#### Yapılacak iş
Aşağıdaki tüm satırlarda "pick planner" ifadesini "route planner" olarak yeniden adlandırıp satırları tekrar yaz. Başka hiçbir şeyi değiştirme.

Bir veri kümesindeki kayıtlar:
_ _ _

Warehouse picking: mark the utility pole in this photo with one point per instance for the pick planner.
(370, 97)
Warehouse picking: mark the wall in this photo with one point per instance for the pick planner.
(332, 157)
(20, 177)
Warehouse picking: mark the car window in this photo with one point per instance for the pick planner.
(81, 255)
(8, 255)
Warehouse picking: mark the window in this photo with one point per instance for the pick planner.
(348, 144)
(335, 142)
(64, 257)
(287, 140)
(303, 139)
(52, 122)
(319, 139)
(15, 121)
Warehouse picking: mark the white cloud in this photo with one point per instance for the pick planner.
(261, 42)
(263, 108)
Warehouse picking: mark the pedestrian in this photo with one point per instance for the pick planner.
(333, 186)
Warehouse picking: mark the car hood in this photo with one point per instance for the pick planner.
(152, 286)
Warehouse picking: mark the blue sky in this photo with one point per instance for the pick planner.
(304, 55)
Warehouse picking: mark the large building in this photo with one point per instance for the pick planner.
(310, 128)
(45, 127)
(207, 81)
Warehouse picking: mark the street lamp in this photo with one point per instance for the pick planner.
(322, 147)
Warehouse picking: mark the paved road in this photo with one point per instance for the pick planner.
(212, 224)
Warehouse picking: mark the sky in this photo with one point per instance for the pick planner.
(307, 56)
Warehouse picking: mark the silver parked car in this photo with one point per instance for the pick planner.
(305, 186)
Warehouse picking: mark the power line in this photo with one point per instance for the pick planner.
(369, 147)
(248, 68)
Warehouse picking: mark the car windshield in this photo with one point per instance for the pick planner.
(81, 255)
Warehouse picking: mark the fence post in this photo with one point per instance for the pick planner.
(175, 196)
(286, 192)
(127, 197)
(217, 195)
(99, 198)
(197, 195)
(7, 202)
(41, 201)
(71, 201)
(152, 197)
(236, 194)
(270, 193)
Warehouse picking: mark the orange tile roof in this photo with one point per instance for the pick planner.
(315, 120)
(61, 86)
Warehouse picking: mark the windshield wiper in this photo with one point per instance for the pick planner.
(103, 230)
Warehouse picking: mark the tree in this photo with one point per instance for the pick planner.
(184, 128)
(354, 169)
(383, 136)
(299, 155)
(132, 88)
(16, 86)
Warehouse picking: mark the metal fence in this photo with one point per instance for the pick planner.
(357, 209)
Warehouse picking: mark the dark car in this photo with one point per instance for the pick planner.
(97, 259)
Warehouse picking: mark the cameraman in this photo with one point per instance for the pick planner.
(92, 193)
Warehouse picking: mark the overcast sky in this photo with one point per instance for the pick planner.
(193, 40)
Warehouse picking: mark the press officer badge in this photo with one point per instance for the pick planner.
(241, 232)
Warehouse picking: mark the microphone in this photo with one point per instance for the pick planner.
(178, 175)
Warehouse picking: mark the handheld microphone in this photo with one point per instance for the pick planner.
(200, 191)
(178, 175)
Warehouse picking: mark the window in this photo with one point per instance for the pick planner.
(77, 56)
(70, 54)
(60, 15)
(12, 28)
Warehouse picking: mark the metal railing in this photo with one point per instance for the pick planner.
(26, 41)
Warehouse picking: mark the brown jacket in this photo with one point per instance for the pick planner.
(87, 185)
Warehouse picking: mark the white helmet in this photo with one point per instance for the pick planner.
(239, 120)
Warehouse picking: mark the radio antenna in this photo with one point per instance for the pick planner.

_ _ _

#### Tamamlanan iş
Warehouse picking: mark the utility pole in this photo with one point per instance for the route planner.
(370, 97)
Warehouse picking: mark the wall in this photo with one point per instance for the route planner.
(332, 157)
(20, 177)
Warehouse picking: mark the car window in this photo with one point per instance for the route planner.
(81, 255)
(8, 255)
Warehouse picking: mark the window in this photo with one point per instance for the route planner.
(348, 144)
(335, 142)
(64, 257)
(287, 140)
(303, 139)
(52, 122)
(319, 139)
(15, 121)
Warehouse picking: mark the white cloud in this photo with one point per instance for the route planner.
(261, 42)
(263, 108)
Warehouse picking: mark the pedestrian in this photo with one point per instance for the route planner.
(333, 186)
Warehouse picking: mark the car hood in this photo with one point per instance for the route planner.
(152, 286)
Warehouse picking: mark the blue sky in this photo with one point per instance for the route planner.
(304, 55)
Warehouse picking: mark the large building in this photo with one point per instance for the route planner.
(310, 128)
(45, 127)
(207, 81)
Warehouse picking: mark the street lamp in this photo with one point per instance for the route planner.
(322, 147)
Warehouse picking: mark the paved road in this photo with one point per instance for the route planner.
(212, 224)
Warehouse picking: mark the sky in this photo with one point per instance for the route planner.
(307, 56)
Warehouse picking: mark the silver parked car in this photo with one point per instance for the route planner.
(305, 186)
Warehouse picking: mark the power line in this photo with one point per instance for the route planner.
(369, 147)
(248, 68)
Warehouse picking: mark the car windshield in this photo with one point per instance for the route planner.
(81, 255)
Warehouse picking: mark the fence post in this photo with one point per instance for the route planner.
(175, 196)
(286, 192)
(127, 197)
(217, 195)
(99, 198)
(197, 195)
(7, 202)
(41, 201)
(71, 201)
(152, 197)
(236, 194)
(270, 193)
Warehouse picking: mark the orange tile roof in this photo with one point per instance for the route planner.
(315, 120)
(61, 86)
Warehouse picking: mark the windshield wiper in this photo with one point per instance for the route planner.
(103, 230)
Warehouse picking: mark the tree in this photo with one point per instance for the route planner.
(184, 128)
(354, 169)
(383, 136)
(299, 155)
(132, 88)
(16, 86)
Warehouse picking: mark the metal fence in this photo with one point per instance for the route planner.
(357, 209)
Warehouse picking: mark the dark car in this photo with one point per instance for the route planner.
(97, 259)
Warehouse picking: mark the cameraman in this photo with one point per instance for the route planner.
(92, 193)
Warehouse picking: mark the overcast sky in this photo with one point per instance for the route planner.
(193, 40)
Warehouse picking: mark the press officer badge in this photo with one point per instance for the route planner.
(241, 232)
Warehouse picking: mark the microphone in this photo with one point per instance for the route planner.
(178, 175)
Warehouse picking: mark the handheld microphone in this photo with one point per instance for the route planner.
(200, 191)
(178, 175)
Warehouse picking: mark the window in this photo with one point per instance for the route planner.
(77, 56)
(70, 54)
(60, 15)
(12, 28)
Warehouse picking: mark the metal railing in this photo with one point per instance for the route planner.
(26, 41)
Warehouse picking: mark the brown jacket in this photo with one point per instance for the route planner.
(87, 185)
Warehouse picking: mark the white helmet in this photo with one point per instance for the route planner.
(239, 120)
Warehouse picking: mark the radio antenna in this photo with one point per instance for the route planner.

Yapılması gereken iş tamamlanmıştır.